- **How to complete this task**: Repeat the data below exactly, with every entry included.

START Dataset excerpts

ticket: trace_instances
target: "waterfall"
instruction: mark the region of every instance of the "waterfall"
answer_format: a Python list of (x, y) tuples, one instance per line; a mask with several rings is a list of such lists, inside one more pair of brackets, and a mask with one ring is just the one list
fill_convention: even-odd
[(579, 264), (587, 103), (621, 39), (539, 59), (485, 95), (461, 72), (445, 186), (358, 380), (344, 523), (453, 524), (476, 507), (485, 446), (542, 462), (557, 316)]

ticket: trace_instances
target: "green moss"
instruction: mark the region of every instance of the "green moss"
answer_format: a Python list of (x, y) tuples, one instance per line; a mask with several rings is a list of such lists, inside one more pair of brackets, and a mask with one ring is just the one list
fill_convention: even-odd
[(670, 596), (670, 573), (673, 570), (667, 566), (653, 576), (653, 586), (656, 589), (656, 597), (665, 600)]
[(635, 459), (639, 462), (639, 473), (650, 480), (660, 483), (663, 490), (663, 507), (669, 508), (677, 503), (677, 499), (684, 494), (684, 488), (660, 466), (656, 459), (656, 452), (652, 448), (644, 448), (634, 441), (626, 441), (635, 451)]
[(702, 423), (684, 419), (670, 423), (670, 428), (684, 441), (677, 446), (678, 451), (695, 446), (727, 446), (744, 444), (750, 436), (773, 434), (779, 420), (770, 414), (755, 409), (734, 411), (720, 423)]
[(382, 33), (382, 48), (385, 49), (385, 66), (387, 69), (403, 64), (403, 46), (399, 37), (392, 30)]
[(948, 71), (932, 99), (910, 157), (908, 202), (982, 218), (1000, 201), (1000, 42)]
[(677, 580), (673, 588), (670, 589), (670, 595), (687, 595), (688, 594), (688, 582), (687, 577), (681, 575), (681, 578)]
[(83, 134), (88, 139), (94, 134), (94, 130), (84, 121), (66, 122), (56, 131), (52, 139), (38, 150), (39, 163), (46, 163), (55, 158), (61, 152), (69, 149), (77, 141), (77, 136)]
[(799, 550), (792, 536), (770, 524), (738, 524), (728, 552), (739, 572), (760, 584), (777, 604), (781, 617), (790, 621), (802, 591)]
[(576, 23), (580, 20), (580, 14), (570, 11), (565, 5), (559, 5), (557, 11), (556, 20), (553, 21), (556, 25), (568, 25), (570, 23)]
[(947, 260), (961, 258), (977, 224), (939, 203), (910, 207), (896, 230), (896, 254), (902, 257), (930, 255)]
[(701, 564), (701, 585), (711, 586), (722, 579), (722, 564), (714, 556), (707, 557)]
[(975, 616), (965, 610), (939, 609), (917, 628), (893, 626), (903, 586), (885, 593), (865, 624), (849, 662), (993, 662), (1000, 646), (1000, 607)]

END Dataset excerpts

- **Response**:
ticket: trace_instances
target: "waterfall"
instruction: mark the region of every instance of the "waterfall"
answer_format: a Python list of (x, y) tuples, one instance per line; a mask with several rings is a list of such lists, inside one more pair of brackets, and a mask with one ring is just the one list
fill_convention: even-odd
[(579, 264), (587, 103), (621, 39), (539, 59), (485, 95), (461, 72), (445, 186), (358, 380), (344, 523), (453, 524), (476, 507), (485, 446), (542, 462), (557, 316)]

ticket: trace_instances
target: "green moss"
instruction: mark the region of every instance of the "green moss"
answer_format: a Python list of (x, y) tuples, one instance per line; a mask with several rings is a list of such lists, inside one more pair of brackets, and a mask with one ring is just the one list
fill_convention: even-odd
[(670, 596), (670, 573), (673, 570), (667, 566), (653, 576), (653, 586), (656, 589), (656, 597), (665, 600)]
[(635, 459), (639, 462), (639, 473), (650, 480), (660, 483), (663, 490), (663, 507), (669, 508), (677, 503), (677, 499), (684, 494), (684, 488), (660, 466), (656, 459), (656, 452), (652, 448), (644, 448), (634, 441), (626, 441), (635, 451)]
[(702, 423), (684, 419), (670, 423), (670, 428), (684, 441), (677, 446), (678, 451), (695, 446), (727, 446), (744, 444), (750, 436), (773, 434), (779, 420), (770, 414), (755, 409), (734, 411), (720, 423)]
[(382, 33), (382, 48), (385, 49), (385, 66), (387, 69), (403, 64), (403, 46), (399, 37), (392, 30)]
[(948, 71), (932, 99), (910, 157), (908, 202), (982, 218), (1000, 201), (1000, 42)]
[(677, 580), (673, 588), (670, 589), (670, 595), (687, 595), (688, 594), (688, 582), (687, 577), (681, 575), (681, 578)]
[(83, 134), (88, 139), (94, 134), (94, 130), (84, 121), (66, 122), (56, 131), (52, 139), (38, 150), (39, 163), (46, 163), (55, 158), (61, 152), (69, 149), (77, 141), (77, 136)]
[(799, 550), (792, 536), (770, 524), (738, 524), (728, 552), (739, 572), (760, 584), (777, 604), (781, 617), (790, 621), (802, 591)]
[(576, 23), (580, 20), (580, 14), (570, 11), (565, 5), (559, 5), (557, 11), (556, 20), (553, 21), (556, 25), (568, 25), (570, 23)]
[(947, 260), (961, 258), (977, 224), (939, 203), (910, 207), (896, 230), (896, 254), (902, 257), (930, 255)]
[(701, 564), (701, 585), (711, 586), (722, 579), (722, 564), (714, 556), (707, 557)]
[(975, 616), (965, 610), (939, 609), (917, 628), (893, 626), (903, 586), (885, 593), (865, 624), (849, 662), (993, 662), (1000, 646), (1000, 607)]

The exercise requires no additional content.